━━━ SUPPLIED DATA ━━━

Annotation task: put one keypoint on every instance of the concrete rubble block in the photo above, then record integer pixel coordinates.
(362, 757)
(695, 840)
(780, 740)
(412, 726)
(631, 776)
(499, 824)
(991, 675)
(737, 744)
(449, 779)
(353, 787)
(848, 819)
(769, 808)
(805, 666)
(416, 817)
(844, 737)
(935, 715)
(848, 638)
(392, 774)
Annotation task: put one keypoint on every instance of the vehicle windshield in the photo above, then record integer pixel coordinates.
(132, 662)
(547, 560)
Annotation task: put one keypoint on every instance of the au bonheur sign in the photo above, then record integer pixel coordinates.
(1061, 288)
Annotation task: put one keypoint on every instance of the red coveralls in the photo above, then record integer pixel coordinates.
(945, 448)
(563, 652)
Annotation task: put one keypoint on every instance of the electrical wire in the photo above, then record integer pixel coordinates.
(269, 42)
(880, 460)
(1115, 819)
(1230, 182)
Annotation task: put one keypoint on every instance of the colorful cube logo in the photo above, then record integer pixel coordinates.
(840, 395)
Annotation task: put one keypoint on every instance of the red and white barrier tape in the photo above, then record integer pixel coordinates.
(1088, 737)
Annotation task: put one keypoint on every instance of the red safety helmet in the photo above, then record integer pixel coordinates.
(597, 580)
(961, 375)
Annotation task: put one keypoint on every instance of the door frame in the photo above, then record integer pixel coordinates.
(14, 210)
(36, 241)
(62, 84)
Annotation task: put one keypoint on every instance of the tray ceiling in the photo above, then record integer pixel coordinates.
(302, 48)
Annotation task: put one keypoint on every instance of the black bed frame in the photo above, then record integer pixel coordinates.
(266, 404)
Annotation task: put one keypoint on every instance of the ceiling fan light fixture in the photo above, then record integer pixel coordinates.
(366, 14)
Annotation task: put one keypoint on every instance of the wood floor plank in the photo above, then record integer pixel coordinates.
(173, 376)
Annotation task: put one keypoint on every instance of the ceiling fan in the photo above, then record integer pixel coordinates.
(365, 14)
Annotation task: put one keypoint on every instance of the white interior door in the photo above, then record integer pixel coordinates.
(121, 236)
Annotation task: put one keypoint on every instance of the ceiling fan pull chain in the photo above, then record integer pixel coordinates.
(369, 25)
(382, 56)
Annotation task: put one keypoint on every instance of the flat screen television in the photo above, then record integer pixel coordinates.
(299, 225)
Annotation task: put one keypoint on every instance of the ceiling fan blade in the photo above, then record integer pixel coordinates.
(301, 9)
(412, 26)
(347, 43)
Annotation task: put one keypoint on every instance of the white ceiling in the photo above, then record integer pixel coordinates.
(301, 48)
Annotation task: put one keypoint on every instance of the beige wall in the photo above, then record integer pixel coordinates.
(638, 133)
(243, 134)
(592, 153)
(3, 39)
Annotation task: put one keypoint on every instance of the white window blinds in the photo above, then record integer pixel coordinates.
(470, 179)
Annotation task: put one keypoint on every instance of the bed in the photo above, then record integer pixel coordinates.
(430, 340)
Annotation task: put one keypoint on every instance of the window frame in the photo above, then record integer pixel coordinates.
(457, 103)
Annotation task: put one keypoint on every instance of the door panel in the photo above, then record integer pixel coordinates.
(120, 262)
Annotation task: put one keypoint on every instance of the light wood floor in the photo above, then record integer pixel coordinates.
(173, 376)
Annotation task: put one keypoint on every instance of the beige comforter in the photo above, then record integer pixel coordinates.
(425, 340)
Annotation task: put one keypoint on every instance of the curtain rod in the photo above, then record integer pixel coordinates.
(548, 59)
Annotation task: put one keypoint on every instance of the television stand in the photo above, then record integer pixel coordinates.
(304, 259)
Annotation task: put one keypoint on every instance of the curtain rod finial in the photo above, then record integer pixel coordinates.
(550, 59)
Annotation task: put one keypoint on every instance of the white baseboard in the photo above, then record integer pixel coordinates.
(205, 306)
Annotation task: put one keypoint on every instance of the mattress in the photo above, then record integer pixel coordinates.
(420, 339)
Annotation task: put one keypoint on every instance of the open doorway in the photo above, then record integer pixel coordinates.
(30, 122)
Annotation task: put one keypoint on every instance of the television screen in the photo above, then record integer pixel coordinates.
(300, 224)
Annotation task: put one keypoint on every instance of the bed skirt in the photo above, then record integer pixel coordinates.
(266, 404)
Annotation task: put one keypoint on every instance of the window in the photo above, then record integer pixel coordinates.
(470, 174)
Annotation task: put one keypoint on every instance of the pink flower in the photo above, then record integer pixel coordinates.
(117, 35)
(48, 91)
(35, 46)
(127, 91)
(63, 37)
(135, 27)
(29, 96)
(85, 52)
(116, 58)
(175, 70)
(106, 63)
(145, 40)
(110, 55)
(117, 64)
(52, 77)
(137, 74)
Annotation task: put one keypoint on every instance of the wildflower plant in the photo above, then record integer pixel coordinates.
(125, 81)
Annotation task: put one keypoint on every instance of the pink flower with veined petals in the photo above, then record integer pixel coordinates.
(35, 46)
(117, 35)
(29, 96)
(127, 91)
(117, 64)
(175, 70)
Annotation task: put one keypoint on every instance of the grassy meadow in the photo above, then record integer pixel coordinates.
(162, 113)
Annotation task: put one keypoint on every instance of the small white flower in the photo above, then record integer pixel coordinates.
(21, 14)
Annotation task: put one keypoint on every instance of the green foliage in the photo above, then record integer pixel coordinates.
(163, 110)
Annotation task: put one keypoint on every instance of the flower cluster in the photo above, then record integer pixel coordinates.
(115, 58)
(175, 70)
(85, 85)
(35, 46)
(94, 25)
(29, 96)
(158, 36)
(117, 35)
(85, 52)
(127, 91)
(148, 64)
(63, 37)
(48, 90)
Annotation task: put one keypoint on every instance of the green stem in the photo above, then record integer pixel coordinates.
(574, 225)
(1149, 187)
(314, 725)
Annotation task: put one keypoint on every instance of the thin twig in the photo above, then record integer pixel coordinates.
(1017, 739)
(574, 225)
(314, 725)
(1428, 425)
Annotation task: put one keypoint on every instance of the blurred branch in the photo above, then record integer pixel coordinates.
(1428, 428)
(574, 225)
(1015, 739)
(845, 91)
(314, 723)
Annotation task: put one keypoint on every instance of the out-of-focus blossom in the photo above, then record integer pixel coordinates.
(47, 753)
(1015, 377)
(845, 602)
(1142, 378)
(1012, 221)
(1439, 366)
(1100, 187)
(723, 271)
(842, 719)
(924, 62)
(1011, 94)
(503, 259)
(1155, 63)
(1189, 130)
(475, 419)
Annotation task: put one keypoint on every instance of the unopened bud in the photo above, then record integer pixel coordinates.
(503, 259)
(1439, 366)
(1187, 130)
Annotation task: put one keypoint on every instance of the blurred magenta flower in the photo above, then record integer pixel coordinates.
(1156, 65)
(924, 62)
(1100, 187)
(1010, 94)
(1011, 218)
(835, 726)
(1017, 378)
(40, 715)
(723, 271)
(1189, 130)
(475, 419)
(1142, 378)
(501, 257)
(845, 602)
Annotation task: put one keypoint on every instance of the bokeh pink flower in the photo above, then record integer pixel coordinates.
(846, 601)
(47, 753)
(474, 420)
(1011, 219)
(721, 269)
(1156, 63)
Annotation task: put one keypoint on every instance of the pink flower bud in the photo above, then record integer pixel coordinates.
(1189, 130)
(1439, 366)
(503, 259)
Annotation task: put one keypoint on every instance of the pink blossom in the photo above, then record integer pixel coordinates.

━━━

◆ AIM OF THE TASK ◆
Could you copy each line above word for word?

◆ EXERCISE ANSWER ◆
Annotation task: put one keypoint on every instance of the concrete rubble block in the photo above, then record integer pixel coordinates.
(362, 757)
(695, 840)
(780, 740)
(412, 726)
(631, 776)
(499, 824)
(991, 675)
(737, 744)
(449, 779)
(353, 787)
(848, 819)
(769, 808)
(805, 666)
(416, 817)
(844, 737)
(935, 715)
(848, 638)
(392, 774)
Annotation task: put one keypoint on every instance of the vehicle windshield in the photo above, then record integer pixel coordinates.
(132, 662)
(547, 560)
Annotation task: put one keypoint on every instance of the au bonheur sign in the photo above, then record integer pixel coordinates.
(1061, 288)
Annotation task: put one keypoint on every instance of the red coveralls in the photo above, then record integer pixel coordinates.
(945, 448)
(563, 652)
Annotation task: put one keypoint on every instance of the electrical wire in the photo above, then record integer pixel coordinates.
(269, 42)
(880, 460)
(1115, 819)
(1230, 182)
Annotation task: put one keypoint on every instance of the colorful cube logo in the photo above, then record integer pixel coordinates.
(840, 395)
Annotation task: put one keypoint on every instance of the red and white barrier tape in the photo above, then record integer pixel coordinates.
(1088, 737)
Annotation task: put one keypoint on every instance of the red safety helmet in the photo above, then record integer pixel coordinates.
(597, 580)
(961, 375)
Annotation task: put one keypoint on every instance of the door frame in the photo above, then record integer pixel coordinates.
(14, 210)
(36, 241)
(62, 84)
Annotation task: put one keypoint on every instance of the tray ceiling in the photo above, then record integer pixel coordinates.
(302, 48)
Annotation task: put one keypoint on every instance of the black bed frame in the photo above, then record integer pixel coordinates.
(266, 404)
Annotation task: put one keypoint on every instance of the ceiling fan light fixture in the photo above, then record integer pixel coordinates.
(366, 14)
Annotation task: put one keypoint on every instance of the wood floor plank in the photo above, then record integer pixel coordinates.
(173, 376)
Annotation task: put one keypoint on every instance of the ceiling fan in the photo above, then record integer pixel coordinates.
(365, 14)
Annotation task: put one keypoint on every instance of the white interior door in the photo above, then record integer pixel coordinates.
(121, 236)
Annotation task: put one keypoint on every instance of the ceiling fan pull chain in the photo above, then record integer pixel coordinates.
(369, 25)
(382, 56)
Annotation task: put one keypoint on every instance of the flat screen television in the photo above, then record integer pixel coordinates.
(299, 225)
Annotation task: put one keypoint on every instance of the ceiling fan blade in the photo above, then record integer pixel coordinates.
(301, 9)
(412, 26)
(347, 43)
Annotation task: put one keypoint on every instance of the white ceiling in the photo above, then record integer pixel coordinates.
(301, 48)
Annotation task: put one keypoint on every instance of the beige wall in the photo above, then record integer pixel coordinates.
(638, 133)
(243, 134)
(592, 153)
(3, 39)
Annotation task: put one keypoint on every instance of the white window blinds in the photo above, then record integer pixel coordinates.
(470, 179)
Annotation task: put one keypoint on every instance of the bed in the photo above, then record integer pixel coordinates.
(430, 340)
Annotation task: put one keypoint on every instance of the window frame in the photo above, then record integer pixel coordinates.
(457, 103)
Annotation task: put one keypoint on every instance of the door panel in the photo above, then record integer pixel coordinates.
(120, 262)
Annotation task: put one keypoint on every instance of the light wood floor in the photo above, then record integer pixel coordinates.
(173, 376)
Annotation task: put one keypoint on every instance of the beige comforter in the photo above, then record integer pixel coordinates.
(425, 340)
Annotation task: put one keypoint on every instance of the curtain rod in the photo above, then record integer pixel coordinates.
(548, 59)
Annotation task: put one keypoint on every instance of the television stand in the photo above, then record integer pixel coordinates.
(304, 259)
Annotation task: put one keypoint on every instance of the curtain rod finial in the photo above, then record integer pixel coordinates.
(550, 59)
Annotation task: put one keypoint on every instance of the white baseboard in the photo above, then record integer pixel coordinates.
(205, 306)
Annotation task: put one keypoint on every instance of the mattress in the photo above, then record integer pixel coordinates.
(420, 339)
Annotation task: put one keypoint on every instance of the open doorway in the photo above, then record integer pixel coordinates.
(30, 122)
Annotation task: put one keypoint on every instance of the television screen in the photo above, then record integer pixel coordinates.
(300, 224)
Annotation task: put one keypoint on every instance of the bed skirt in the photo above, then record integer pixel coordinates.
(266, 404)
Annotation task: put one keypoint on every instance of the window in the photo above, then record integer pixel coordinates.
(470, 174)
Annotation task: put one keypoint on every instance of the pink flower in the photo above, then record integer pixel coordinates.
(117, 35)
(48, 91)
(35, 46)
(127, 91)
(63, 37)
(135, 27)
(29, 96)
(85, 52)
(116, 58)
(175, 70)
(106, 63)
(145, 40)
(110, 55)
(117, 64)
(52, 77)
(137, 74)
Annotation task: put one keypoint on every instance of the wildflower plant in the photo above, then record integer pixel coordinates.
(125, 81)
Annotation task: put one keypoint on every instance of the pink flower with veined petals in the photo above, then record integer pixel coordinates.
(35, 46)
(117, 35)
(29, 96)
(127, 91)
(117, 64)
(175, 70)
Annotation task: put one keypoint on every instance of the grassy meadow in the photo above, then record integer pixel coordinates.
(162, 113)
Annotation task: put one keypoint on every instance of the small white flower in the photo above, then record integer pixel coordinates.
(21, 14)
Annotation task: put one keypoint on every instance of the green foliage in the photo above, then record integer pixel coordinates.
(163, 110)
Annotation task: put one keypoint on every instance of the flower cluster in the photo above, then record integer pixel coordinates.
(115, 58)
(175, 70)
(85, 85)
(35, 46)
(94, 25)
(29, 96)
(158, 36)
(117, 35)
(85, 52)
(127, 91)
(148, 64)
(63, 37)
(48, 90)
Annotation task: put one keypoint on every instance of the green stem in the photo above, then record integer pixel coordinates.
(574, 225)
(1149, 187)
(314, 725)
Annotation task: put one keypoint on every instance of the thin twig in the photo above, then record integer pixel coordinates.
(1017, 739)
(574, 225)
(314, 725)
(1428, 425)
Annotation task: put one keypoint on every instance of the blurred branch in the photo above, then record integer pixel coordinates.
(1428, 428)
(574, 225)
(1015, 739)
(845, 91)
(314, 723)
Annotation task: put one keypoint on every instance of the out-of-focus blossom in the photo above, then record integer pixel coordinates.
(47, 753)
(1015, 377)
(845, 602)
(1142, 378)
(1012, 221)
(1439, 366)
(1100, 187)
(723, 271)
(842, 719)
(924, 62)
(1011, 94)
(503, 259)
(1155, 63)
(1189, 130)
(475, 419)
Annotation task: put one keypoint on every instance of the unopened bud in the photo above, then record integer pixel coordinates.
(503, 259)
(1439, 366)
(1187, 130)
Annotation task: put one keypoint on every instance of the blurred magenta flower in the photo above, then record integer pixel coordinates.
(1156, 65)
(924, 62)
(1100, 187)
(1010, 94)
(1011, 218)
(835, 726)
(1017, 378)
(40, 715)
(723, 271)
(1189, 130)
(475, 419)
(1142, 378)
(501, 257)
(845, 602)
Annotation task: put one keypoint on every instance of the bokeh pink flower in the photo above, then record integer pixel coordinates.
(846, 601)
(47, 753)
(474, 420)
(1011, 219)
(721, 269)
(1156, 63)
Annotation task: put one keypoint on every instance of the pink flower bud in the photo above, then record integer pixel coordinates.
(1189, 130)
(1439, 366)
(503, 259)
Annotation task: put one keypoint on every instance of the pink blossom in the photo above, then record integer pixel coordinates.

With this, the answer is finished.